■ Compito breve A ■
Rispondi alle seguenti domande sul testo relativo al romanzo «I guardiani della notte»:
(i) Quale capitolo del romanzo viene esaminato?
(ii) In quali decenni chi scrive immagina ambientata la vicenda?
(iii) Verso chi Amado ha sempre dimostrato partecipazione?
■ Compito breve B ■
Nel testo sul romanzo «I guardiani della notte», individua tutte le categorie di persone su cui la storia si concentra per alcuni capitoli ed elencale.
■ Compito breve C ■
Prosegui il testo sul romanzo «I guardiani della notte» dopo la sua ultima frase.

■ Testo ■
>>
Per
alcuni capitoli la storia prosegue concentrandosi su politici corrotti e
conniventi di mafiosi, giornalisti pennivendoli al servizio del governo o
dell’opposizione, poliziotti violenti, giudici preoccupati di danneggiare gli
interessi dei potenti. Insomma, pare di essere in Italia ai giorni nostri, non
nel Brasile raccontato da Amado (a proposito: nel romanzo “I guardiani della
notte” non c’è alcuna indicazione temporale per ambientare la vicenda in un
tempo ben preciso; non credo di sbagliare immaginandola negli anni
Quaranta-Cinquanta del XX secolo).
Ma,
in questo capitolo (il tredicesimo della terza parte), l’autore si ricorda dei
veri protagonisti del suo racconto e, intrecciando le loro vicende con salti
temporali che anticipano il seguito, o riprendono i primi capitoli del romanzo,
ne descrive le caratteristiche umane più profonde, senza giudizi né moralismi,
ma con la partecipazione che Amado ha sempre dimostrato nei confronti dei
derelitti.
<<
■ Dati forniti ■
>>
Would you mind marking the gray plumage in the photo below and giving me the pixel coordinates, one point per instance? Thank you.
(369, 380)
<<
>>
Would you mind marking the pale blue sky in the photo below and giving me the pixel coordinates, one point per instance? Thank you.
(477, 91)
<<
■ Risultato del compito A ■
(i) Il tredicesimo capitolo della terza parte.
(ii) Negli anni Quaranta-Cinquanta del XX secolo.
(iii) Verso i derelitti.

■ Risultato del compito B ■
- politici corrotti e conniventi di mafiosi
- giornalisti pennivendoli al servizio del governo o dell'opposizione
- poliziotti violenti
- giudici preoccupati di danneggiare gli interessi dei potenti

■ Risultato del compito C ■
E la gente della collina del Mata
Gato, i celebri invasori, che diavolo stavano facendo, come agivano e reagivano
di fronte a tutto quel rumore e quel movimento, loro, il centro di tutto? Non
li abbiamo per caso dimenticati, dando eccessiva importanza a commendatori,
deputati, giornalisti, uomini in vista in politica e in economia? Trascinati
insensibilmente dalla vanità a mischiarci con questa gente nota, i cui nomi
figurano sulle colonne delle cronache sociali? In fin dei conti, quali i
personaggi le cui gesta dobbiamo narrare? Non sono essi forse gl’invasori dei
terreni del commendatore, Negro Massu e Bei Capelli, Dona Filó e Dagmar, Miro e
il vecchio Jesuíno Gallo Pazzo, tutti gli altri, i veri eroi della storia?
Perché lasciarli nel dimenticatoio, tante parole spese per il Deputato Ramos da
Cunha, per il Consigliere Lício Santos, per tanti altri papaveri della politica
o del giornalismo da scavo, e questo silenzio prolungato a proposito della
gente della collina? Volete sapere la verità?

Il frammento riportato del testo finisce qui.